Ellen just might be feeling the kindness of strangers.
Following a summer tanked by non-stop accusations of a toxic workplace culture that defies her “be kind” mantra, “The Ellen DeGeneres Show” returned for its 18th season Monday — with its biggest season premiere since 2016.
The show posted an overnight Nielsen household rating of 1.9 — steady with the overall ratings for the fall 2019 premiere — but it ranked No. 1 in a lucrative ad demo: adults aged 25 to 54, with a 0.9 rating, an increase from last year’s 0.8.
But even more impressive: “Ellen” also topped all talk shows in what’s arguably the most-coveted ad demo: Female viewers ages 18 to 34, earning a 0.6, and nailing ages 18 to 49 with a 0.8. The program tied with “The View” at 1.1 for women viewers ages 25 to 54.
Was it loyal viewer dedication — or just morbid curiosity about behind-the-scenes drama after debunked rumors of cancellation and the #RIPEllen Twitter trend? Only time will tell if the ratings uptick will stick.
However, the much-hyped return episode, featuring an appearance by comedian and actress Tiffany Haddish, did include a mea culpa from the 62-year-old host.
“As you may have heard this summer, there were allegations of a toxic work environment at our show and then there was an investigation. I learned that things happened here that never should’ve happened,” DeGeneres said. “I take that very seriously, and I want to say I’m so sorry to the people who were affected.”
She added that she recognized her “position of privilege and power” and that she takes “responsibility for what happens at my show.” She also claimed to be more than the “be kind” persona viewers see on screen.
“The truth is I am that person that you see on TV. I am also a lot of other things,” DeGeneres noted. “Sometimes I get sad, I get mad, I get anxious, I get frustrated, I get impatient, and I am working on all of that.”
The opening monologue, however, was panned by some former show workers who didn’t appreciate her attempt at inserting humor. (Reps for the show and DeGeneres didn’t return The Post or Page Six’s requests for comment.)
“When she said, ‘Oh, my summer was great’ and that was supposed to be funny, I thought, ‘It’s funny that you had a rough summer because everyone was calling out all of the allegations of your toxic work environment and now you’re the one suffering?’” a former employee told BuzzFeed News.
Show sources recently told Page Six that the show’s work has changed and that the employees are happy to be back on set. DeGeneres reportedly held check-in Zoom chats with employees and is more “engaged than ever,” sources said. Over the summer, the show got rid of three producers — Ed Glavin, Kevin Leman and Jonathan Norman — and elevated DJ Stephen “tWitch” Boss to a co-executive producer slot alongside longtime showrunners Mary Connelly, Andy Lassner and Derek Westervelt.

- Extracted data -
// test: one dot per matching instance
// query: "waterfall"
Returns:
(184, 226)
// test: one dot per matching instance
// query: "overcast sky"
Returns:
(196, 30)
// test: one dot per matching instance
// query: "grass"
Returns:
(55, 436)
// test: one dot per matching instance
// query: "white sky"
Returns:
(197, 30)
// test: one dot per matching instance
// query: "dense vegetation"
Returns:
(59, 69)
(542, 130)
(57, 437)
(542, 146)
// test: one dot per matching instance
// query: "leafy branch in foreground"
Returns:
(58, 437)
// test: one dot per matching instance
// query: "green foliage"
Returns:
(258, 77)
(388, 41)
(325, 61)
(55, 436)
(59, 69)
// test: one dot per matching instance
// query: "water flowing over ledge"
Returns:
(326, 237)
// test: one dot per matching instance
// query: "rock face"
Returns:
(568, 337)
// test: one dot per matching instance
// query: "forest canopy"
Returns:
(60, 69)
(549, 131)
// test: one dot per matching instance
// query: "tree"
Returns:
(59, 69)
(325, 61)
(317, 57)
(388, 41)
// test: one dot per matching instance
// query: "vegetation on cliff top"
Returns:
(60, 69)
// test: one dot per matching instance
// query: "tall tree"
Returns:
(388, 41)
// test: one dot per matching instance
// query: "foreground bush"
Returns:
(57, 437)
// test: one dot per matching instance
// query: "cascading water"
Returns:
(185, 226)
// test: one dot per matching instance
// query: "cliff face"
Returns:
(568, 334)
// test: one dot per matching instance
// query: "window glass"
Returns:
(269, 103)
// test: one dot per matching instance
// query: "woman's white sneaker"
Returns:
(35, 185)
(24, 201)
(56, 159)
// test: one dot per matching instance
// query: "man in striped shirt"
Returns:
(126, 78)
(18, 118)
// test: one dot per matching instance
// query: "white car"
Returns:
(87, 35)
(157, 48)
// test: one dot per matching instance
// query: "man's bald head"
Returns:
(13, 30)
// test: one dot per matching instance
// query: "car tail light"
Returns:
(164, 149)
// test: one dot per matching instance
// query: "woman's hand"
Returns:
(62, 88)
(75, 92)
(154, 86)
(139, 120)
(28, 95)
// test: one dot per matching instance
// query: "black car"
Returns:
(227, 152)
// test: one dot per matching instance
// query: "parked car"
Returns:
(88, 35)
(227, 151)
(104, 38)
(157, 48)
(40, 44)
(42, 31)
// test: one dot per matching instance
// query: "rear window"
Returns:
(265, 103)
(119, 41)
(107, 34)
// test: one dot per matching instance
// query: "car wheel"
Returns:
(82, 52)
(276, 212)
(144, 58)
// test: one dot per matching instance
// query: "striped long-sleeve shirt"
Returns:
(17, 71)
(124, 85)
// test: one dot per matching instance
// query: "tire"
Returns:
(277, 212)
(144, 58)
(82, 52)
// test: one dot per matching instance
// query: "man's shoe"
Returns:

- Your objective -
Reproduce the passage of the article about the Ellen show's premiere ratings that runs between "The show posted" and "uptick will stick.", inclusive.

- Answer to this exercise -
The show posted an overnight Nielsen household rating of 1.9 — steady with the overall ratings for the fall 2019 premiere — but it ranked No. 1 in a lucrative ad demo: adults aged 25 to 54, with a 0.9 rating, an increase from last year’s 0.8.
But even more impressive: “Ellen” also topped all talk shows in what’s arguably the most-coveted ad demo: Female viewers ages 18 to 34, earning a 0.6, and nailing ages 18 to 49 with a 0.8. The program tied with “The View” at 1.1 for women viewers ages 25 to 54.
Was it loyal viewer dedication — or just morbid curiosity about behind-the-scenes drama after debunked rumors of cancellation and the #RIPEllen Twitter trend? Only time will tell if the ratings uptick will stick.